# [Source excerpt]
-- Begin --

The Italians
Page 10
His other, immense advantage, of course, has been his hold over the media. He entered politics as the owner of a publishing house, Mondadori; he also owned a weekly newsmagazine, Panorama, and through his brother he controlled a daily newspaper, Il Giornale. But it was Berlusconi’s hold on television that counted more than anything.
Italians are unusually dependent on TV for their news and information. Even before the Internet began to make inroads into circulations, less than one Italian in ten bought a daily newspaper. And as recently as 2014, and despite the spread of the Internet, an unusually extensive poll of voters found that more than half took their news predominantly or solely from TV.8
While in opposition, Berlusconi was able to count on the support of the three channels belonging to his Mediaset network. But when he was in government, he could also exert influence on the three belonging to the state-owned Rai. The effect of this videocracy, as it has been termed, is impossible to demonstrate in any quantitative way. But it can be illustrated.

-- End --

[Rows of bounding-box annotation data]

-- Begin --

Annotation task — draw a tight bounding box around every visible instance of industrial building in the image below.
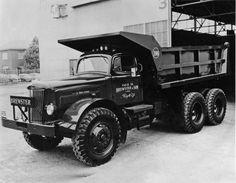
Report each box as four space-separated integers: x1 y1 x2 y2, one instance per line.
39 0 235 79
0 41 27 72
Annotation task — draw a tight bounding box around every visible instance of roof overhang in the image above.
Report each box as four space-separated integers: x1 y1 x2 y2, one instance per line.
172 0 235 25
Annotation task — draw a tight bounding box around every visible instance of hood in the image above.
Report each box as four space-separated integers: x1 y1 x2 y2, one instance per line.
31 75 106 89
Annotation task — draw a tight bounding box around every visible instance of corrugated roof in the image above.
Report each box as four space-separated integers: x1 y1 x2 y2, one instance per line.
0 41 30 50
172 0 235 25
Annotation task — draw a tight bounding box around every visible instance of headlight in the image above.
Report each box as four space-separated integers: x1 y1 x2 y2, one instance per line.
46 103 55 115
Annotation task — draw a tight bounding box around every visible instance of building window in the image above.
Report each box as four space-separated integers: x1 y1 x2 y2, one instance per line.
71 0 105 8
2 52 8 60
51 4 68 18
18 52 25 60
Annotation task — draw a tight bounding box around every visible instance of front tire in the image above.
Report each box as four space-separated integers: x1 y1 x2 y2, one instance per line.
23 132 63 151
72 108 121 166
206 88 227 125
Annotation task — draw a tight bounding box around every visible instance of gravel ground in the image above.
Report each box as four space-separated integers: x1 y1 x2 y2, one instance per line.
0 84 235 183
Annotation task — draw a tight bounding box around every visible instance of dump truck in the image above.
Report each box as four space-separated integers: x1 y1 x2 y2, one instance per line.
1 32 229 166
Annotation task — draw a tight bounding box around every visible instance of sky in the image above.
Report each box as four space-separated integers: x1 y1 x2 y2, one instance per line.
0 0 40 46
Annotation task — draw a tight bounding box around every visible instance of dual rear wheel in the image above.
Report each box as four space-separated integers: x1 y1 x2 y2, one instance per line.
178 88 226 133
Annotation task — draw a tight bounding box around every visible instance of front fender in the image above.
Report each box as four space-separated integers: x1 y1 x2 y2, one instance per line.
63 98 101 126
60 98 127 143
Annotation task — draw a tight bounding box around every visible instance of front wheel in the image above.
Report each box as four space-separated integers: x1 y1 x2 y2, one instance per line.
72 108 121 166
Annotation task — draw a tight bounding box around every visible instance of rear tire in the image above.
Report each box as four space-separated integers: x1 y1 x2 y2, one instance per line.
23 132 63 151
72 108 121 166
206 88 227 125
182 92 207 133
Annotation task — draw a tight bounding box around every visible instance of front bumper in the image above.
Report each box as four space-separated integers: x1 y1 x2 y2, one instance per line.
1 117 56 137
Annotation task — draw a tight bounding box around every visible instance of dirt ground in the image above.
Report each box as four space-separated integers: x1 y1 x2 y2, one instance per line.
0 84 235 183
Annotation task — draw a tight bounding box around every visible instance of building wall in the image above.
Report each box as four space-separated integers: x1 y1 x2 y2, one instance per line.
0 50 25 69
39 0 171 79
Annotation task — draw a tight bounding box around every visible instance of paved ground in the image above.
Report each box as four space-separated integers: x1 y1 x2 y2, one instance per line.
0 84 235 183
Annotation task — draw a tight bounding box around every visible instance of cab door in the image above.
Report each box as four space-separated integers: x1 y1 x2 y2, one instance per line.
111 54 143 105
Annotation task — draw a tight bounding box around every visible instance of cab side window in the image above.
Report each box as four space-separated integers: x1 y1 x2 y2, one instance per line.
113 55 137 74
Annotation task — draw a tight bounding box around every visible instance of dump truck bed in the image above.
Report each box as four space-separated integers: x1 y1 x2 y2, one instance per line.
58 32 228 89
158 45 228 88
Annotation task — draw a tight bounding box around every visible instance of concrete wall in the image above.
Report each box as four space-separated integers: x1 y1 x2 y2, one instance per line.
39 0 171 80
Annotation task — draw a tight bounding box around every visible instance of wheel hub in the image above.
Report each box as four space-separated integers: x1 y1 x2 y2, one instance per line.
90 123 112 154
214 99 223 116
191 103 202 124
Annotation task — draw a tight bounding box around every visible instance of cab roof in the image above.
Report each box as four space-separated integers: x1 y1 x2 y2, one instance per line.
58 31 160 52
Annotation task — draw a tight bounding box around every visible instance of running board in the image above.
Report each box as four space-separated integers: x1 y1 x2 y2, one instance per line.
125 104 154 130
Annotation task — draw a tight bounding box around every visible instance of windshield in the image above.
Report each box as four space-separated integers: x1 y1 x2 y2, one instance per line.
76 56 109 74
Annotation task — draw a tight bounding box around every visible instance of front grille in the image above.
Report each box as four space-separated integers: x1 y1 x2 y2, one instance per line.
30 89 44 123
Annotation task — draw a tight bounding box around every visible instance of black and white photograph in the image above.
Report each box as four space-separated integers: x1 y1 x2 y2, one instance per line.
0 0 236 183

-- End --
-- Begin --

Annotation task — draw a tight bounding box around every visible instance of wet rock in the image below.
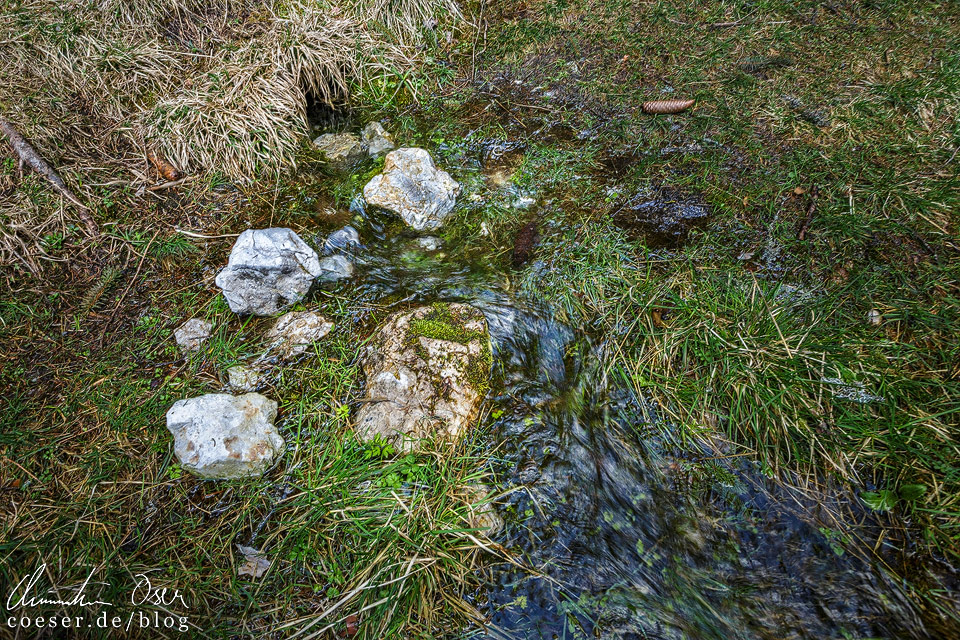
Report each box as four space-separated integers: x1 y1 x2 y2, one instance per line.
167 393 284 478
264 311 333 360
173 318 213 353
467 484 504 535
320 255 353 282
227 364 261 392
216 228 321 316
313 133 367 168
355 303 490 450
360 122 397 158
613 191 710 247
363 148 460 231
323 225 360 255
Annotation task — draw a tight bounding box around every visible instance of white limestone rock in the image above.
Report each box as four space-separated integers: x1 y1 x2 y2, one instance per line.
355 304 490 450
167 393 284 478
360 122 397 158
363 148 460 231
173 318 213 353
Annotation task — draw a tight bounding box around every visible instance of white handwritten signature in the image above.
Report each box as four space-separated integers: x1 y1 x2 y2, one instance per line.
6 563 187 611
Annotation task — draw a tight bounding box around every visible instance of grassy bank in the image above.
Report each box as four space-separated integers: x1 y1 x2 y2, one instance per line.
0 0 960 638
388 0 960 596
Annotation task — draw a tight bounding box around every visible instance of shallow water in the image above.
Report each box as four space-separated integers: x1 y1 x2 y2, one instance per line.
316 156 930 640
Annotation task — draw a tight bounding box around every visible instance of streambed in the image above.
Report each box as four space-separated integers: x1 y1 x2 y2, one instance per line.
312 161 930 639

-- End --

# [Direction A]
Do these statements agree with the passage on Berlusconi and Italian television? For each, answer yes or no and quote the words from the passage that decide it.
(i) Berlusconi owned the publishing house Mondadori when he entered politics.
(ii) Before the Internet, more than one Italian in ten bought a daily newspaper.
(iii) Rai is a state-owned network with three channels.
# [Direction B]
In the records, begin at the line that has "streambed in the image above." and stop after the line that has "312 161 930 639". Give those lines again with "streambed" swapped for "riverbed" and everything else unchanged.
The text and the records come from unrelated sources.

# [Finished answer A]
(i) Yes: "He entered politics as the owner of a publishing house, Mondadori"
(ii) No: "less than one Italian in ten bought a daily newspaper"
(iii) Yes: "the three belonging to the state-owned Rai"

# [Finished answer B]
Annotation task — draw a tight bounding box around every visible instance of riverbed in the image above.
Report each box as four space-separated integers: x1 y1 x2 y2, one instance per line.
312 161 930 639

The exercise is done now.